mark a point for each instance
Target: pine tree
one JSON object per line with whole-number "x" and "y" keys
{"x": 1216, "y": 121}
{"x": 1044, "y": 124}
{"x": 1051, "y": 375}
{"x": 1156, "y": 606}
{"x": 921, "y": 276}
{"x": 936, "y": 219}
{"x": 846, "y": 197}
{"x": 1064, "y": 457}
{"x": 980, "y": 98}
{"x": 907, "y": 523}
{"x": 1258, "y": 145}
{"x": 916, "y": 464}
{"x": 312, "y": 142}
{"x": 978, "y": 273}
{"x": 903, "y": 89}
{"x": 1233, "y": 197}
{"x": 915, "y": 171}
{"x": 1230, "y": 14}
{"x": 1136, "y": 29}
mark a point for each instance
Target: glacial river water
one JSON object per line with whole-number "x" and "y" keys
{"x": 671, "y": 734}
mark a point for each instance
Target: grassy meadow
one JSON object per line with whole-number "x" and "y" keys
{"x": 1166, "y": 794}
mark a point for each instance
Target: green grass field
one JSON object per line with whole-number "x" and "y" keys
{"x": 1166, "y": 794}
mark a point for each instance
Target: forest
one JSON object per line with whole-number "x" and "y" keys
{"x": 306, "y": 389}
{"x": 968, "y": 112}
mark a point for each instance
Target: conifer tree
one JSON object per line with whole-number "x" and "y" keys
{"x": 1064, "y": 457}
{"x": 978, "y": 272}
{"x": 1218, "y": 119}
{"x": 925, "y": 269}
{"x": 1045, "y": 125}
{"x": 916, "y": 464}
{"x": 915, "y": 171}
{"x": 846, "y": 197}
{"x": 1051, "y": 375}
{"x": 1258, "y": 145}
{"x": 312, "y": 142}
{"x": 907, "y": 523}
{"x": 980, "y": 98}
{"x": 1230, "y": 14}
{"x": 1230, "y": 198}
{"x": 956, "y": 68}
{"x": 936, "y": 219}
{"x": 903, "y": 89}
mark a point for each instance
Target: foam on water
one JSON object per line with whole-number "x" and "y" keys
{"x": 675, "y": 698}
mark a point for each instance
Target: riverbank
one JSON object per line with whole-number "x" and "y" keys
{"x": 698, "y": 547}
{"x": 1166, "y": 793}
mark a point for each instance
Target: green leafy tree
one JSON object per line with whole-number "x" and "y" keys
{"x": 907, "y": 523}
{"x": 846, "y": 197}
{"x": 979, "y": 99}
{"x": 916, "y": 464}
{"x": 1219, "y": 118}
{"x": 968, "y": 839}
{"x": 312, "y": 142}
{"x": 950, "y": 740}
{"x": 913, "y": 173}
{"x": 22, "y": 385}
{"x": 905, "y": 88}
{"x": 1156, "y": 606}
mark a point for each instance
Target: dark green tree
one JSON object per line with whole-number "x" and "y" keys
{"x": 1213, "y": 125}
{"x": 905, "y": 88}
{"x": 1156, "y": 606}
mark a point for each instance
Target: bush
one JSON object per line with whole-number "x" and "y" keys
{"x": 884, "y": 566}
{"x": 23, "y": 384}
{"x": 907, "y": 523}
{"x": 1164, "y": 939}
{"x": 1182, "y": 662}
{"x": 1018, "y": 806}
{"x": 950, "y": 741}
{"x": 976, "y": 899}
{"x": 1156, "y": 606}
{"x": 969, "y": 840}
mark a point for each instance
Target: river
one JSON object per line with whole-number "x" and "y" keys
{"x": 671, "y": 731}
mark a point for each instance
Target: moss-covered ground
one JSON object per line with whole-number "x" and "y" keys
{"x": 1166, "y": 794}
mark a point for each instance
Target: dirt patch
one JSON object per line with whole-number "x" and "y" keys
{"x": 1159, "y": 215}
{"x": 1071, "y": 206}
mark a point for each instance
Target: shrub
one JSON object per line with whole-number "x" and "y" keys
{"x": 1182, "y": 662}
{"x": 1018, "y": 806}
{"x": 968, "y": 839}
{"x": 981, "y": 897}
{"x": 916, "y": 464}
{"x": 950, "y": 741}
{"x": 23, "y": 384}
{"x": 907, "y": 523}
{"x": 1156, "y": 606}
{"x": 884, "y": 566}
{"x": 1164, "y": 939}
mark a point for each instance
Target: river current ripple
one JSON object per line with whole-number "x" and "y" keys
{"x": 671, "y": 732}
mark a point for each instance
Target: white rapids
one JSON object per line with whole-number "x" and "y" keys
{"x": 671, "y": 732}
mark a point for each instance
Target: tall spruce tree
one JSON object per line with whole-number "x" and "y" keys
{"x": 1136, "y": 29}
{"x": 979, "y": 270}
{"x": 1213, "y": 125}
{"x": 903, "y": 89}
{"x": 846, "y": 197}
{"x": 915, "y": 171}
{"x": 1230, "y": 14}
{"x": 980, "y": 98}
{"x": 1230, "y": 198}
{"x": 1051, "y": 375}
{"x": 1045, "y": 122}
-- -- --
▶ [TASK TO COMPLETE] Copy out each line exactly.

▶ [WRITTEN SOLUTION]
mark a point for each instance
Target: pine tree
one JSON object per line with whole-number "x" and "y" keys
{"x": 1216, "y": 121}
{"x": 1044, "y": 124}
{"x": 1051, "y": 375}
{"x": 1156, "y": 606}
{"x": 921, "y": 276}
{"x": 936, "y": 219}
{"x": 846, "y": 197}
{"x": 1064, "y": 457}
{"x": 980, "y": 98}
{"x": 907, "y": 523}
{"x": 1258, "y": 145}
{"x": 916, "y": 464}
{"x": 312, "y": 142}
{"x": 978, "y": 273}
{"x": 903, "y": 89}
{"x": 1233, "y": 197}
{"x": 915, "y": 171}
{"x": 1230, "y": 14}
{"x": 1136, "y": 29}
mark a point for each instance
Target: glacial river water
one JSON object per line with whole-number "x" and "y" keys
{"x": 671, "y": 734}
mark a point for each instance
Target: grassy meadow
one JSON object per line with whole-number "x" and "y" keys
{"x": 1166, "y": 794}
mark a point for each instance
Target: green grass field
one JSON object per line with whole-number "x" and "y" keys
{"x": 1166, "y": 794}
mark a point for each instance
Target: forest
one JSON object per line with whole-number "x" and "y" keys
{"x": 306, "y": 389}
{"x": 968, "y": 112}
mark a point for each instance
Target: conifer tree
one JSON object per line with whole-number "x" and "y" keys
{"x": 1064, "y": 457}
{"x": 978, "y": 272}
{"x": 1218, "y": 119}
{"x": 925, "y": 269}
{"x": 1045, "y": 125}
{"x": 916, "y": 464}
{"x": 915, "y": 171}
{"x": 846, "y": 197}
{"x": 1051, "y": 375}
{"x": 1258, "y": 145}
{"x": 312, "y": 142}
{"x": 907, "y": 523}
{"x": 980, "y": 98}
{"x": 1230, "y": 14}
{"x": 1230, "y": 198}
{"x": 956, "y": 68}
{"x": 936, "y": 219}
{"x": 903, "y": 89}
mark a point for each instance
Target: foam on water
one JSON object per line with whole-number "x" and "y" keys
{"x": 675, "y": 698}
mark a point for each instance
Target: riverbank
one JSON object per line with whole-number "x" and "y" keys
{"x": 698, "y": 547}
{"x": 1166, "y": 793}
mark a point for each instance
Target: green leafy tree
one JSON object per line with whole-number "x" and "y" keys
{"x": 907, "y": 523}
{"x": 846, "y": 197}
{"x": 979, "y": 99}
{"x": 916, "y": 464}
{"x": 1219, "y": 118}
{"x": 968, "y": 839}
{"x": 312, "y": 142}
{"x": 950, "y": 740}
{"x": 913, "y": 173}
{"x": 22, "y": 385}
{"x": 905, "y": 88}
{"x": 1156, "y": 606}
mark a point for each instance
Target: dark green tree
one JSON object per line with whole-number "x" and "y" keys
{"x": 1213, "y": 125}
{"x": 905, "y": 88}
{"x": 1156, "y": 606}
mark a point for each instance
Target: bush
one JSON object per line with whole-number "x" and "y" keys
{"x": 884, "y": 566}
{"x": 23, "y": 384}
{"x": 907, "y": 523}
{"x": 1164, "y": 939}
{"x": 1182, "y": 662}
{"x": 1018, "y": 806}
{"x": 950, "y": 741}
{"x": 976, "y": 899}
{"x": 1156, "y": 606}
{"x": 969, "y": 840}
mark a point for each instance
Target: river
one JSON object per line with whole-number "x" and "y" keys
{"x": 671, "y": 731}
mark a point for each instance
Target: moss-covered ground
one JSON object per line with whole-number "x" and "y" keys
{"x": 1166, "y": 794}
mark a point for each instance
Target: dirt patch
one JSON object per line with whole-number "x" and "y" keys
{"x": 1159, "y": 215}
{"x": 1071, "y": 206}
mark a point for each instance
Target: shrub
one JSON object per line with whole-number "x" and "y" keys
{"x": 1182, "y": 662}
{"x": 1018, "y": 806}
{"x": 968, "y": 839}
{"x": 981, "y": 897}
{"x": 916, "y": 464}
{"x": 950, "y": 741}
{"x": 23, "y": 384}
{"x": 907, "y": 523}
{"x": 1156, "y": 606}
{"x": 884, "y": 566}
{"x": 1164, "y": 939}
mark a point for each instance
Target: river current ripple
one JSON object per line with whole-number "x" and "y" keys
{"x": 671, "y": 732}
mark a point for each instance
Target: white rapids
one JSON object per line with whole-number "x" and "y" keys
{"x": 671, "y": 732}
mark a point for each instance
Target: tall spruce tree
one JSON object per line with whole-number "x" and "y" keys
{"x": 1136, "y": 29}
{"x": 979, "y": 270}
{"x": 1213, "y": 125}
{"x": 903, "y": 89}
{"x": 846, "y": 197}
{"x": 915, "y": 171}
{"x": 1230, "y": 14}
{"x": 980, "y": 98}
{"x": 1230, "y": 198}
{"x": 1051, "y": 375}
{"x": 1045, "y": 122}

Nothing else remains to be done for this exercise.